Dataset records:
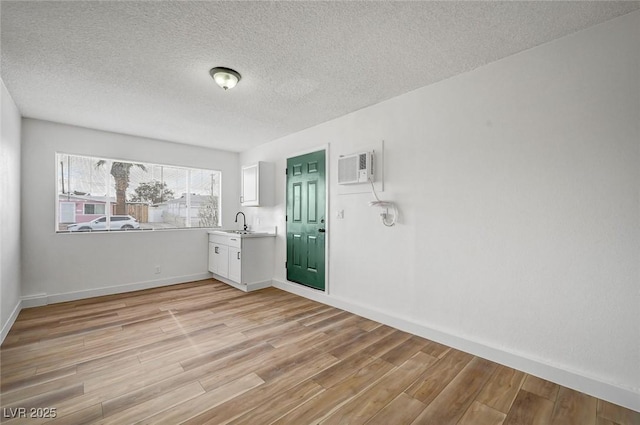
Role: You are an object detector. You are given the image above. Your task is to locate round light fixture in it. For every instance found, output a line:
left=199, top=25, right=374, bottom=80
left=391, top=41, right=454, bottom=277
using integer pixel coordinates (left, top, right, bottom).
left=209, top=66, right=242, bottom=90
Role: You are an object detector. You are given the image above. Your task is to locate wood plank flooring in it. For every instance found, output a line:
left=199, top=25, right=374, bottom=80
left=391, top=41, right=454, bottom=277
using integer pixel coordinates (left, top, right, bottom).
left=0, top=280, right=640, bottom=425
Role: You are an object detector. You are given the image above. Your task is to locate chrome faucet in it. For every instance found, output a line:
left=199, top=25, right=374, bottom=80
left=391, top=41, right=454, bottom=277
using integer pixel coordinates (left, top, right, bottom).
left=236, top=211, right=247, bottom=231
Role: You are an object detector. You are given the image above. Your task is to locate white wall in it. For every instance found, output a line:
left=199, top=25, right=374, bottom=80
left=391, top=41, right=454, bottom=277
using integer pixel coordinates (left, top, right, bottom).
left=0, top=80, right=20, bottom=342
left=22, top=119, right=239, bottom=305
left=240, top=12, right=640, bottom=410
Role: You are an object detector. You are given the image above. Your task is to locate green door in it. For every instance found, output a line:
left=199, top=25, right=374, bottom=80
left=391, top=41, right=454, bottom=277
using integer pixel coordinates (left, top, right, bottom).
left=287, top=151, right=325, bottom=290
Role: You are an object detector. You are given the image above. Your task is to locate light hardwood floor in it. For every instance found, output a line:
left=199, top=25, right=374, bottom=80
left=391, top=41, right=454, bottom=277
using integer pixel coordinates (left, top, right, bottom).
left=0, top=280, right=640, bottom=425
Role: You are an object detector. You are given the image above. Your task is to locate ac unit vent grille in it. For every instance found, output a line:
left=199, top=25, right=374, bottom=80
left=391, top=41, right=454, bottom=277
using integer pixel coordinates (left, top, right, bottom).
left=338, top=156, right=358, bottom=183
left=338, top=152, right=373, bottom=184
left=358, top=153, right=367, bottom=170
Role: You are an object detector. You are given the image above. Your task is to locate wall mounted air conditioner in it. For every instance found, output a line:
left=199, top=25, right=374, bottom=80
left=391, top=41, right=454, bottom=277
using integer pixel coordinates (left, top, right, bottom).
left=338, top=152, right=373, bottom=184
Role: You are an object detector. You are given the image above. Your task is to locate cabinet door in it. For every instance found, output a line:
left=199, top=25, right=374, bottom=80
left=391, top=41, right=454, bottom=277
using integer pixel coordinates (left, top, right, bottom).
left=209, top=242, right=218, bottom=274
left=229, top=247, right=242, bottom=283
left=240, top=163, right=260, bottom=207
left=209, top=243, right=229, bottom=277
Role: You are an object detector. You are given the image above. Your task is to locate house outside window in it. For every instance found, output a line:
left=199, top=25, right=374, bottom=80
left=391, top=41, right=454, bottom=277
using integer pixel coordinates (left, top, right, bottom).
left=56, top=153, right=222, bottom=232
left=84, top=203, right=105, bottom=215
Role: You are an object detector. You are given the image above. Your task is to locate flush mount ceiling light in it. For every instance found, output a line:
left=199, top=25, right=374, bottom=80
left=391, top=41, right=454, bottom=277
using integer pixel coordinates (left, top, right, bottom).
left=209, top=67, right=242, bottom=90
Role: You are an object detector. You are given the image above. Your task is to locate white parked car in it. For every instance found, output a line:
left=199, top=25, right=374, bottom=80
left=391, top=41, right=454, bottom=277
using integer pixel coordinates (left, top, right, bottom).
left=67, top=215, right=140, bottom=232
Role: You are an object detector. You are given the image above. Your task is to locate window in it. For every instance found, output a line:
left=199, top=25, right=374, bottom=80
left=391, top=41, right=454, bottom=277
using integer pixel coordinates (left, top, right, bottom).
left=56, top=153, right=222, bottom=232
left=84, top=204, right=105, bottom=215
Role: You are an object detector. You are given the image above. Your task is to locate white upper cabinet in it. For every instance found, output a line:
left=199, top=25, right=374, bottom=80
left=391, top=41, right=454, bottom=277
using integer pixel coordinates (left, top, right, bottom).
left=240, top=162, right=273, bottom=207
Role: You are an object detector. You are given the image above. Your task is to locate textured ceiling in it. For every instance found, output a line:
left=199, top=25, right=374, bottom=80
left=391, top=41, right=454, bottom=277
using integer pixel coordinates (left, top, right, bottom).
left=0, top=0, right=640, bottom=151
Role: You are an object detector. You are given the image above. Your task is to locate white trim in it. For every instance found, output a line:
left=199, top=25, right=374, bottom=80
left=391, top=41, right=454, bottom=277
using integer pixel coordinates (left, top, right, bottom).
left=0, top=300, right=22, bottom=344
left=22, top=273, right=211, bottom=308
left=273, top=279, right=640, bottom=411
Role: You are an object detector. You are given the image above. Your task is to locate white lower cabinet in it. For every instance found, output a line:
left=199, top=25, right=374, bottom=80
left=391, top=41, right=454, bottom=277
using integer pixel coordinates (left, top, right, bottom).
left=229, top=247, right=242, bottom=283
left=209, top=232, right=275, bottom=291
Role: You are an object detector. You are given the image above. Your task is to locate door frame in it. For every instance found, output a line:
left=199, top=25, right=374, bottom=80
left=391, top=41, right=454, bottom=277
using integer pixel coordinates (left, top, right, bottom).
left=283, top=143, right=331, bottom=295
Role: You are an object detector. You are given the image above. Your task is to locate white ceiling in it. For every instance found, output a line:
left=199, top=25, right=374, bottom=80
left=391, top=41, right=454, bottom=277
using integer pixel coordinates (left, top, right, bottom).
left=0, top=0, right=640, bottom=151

__Goal__
Copy word for word every line from the one that contains "locate white ceiling" through the end of the entries.

__Response__
Role: You are an object detector. You are given the image above. Your task is to locate white ceiling in it. For every instance found, output a line:
left=199, top=25, right=374, bottom=80
left=391, top=41, right=454, bottom=277
using integer pixel coordinates (left, top, right, bottom).
left=0, top=0, right=640, bottom=151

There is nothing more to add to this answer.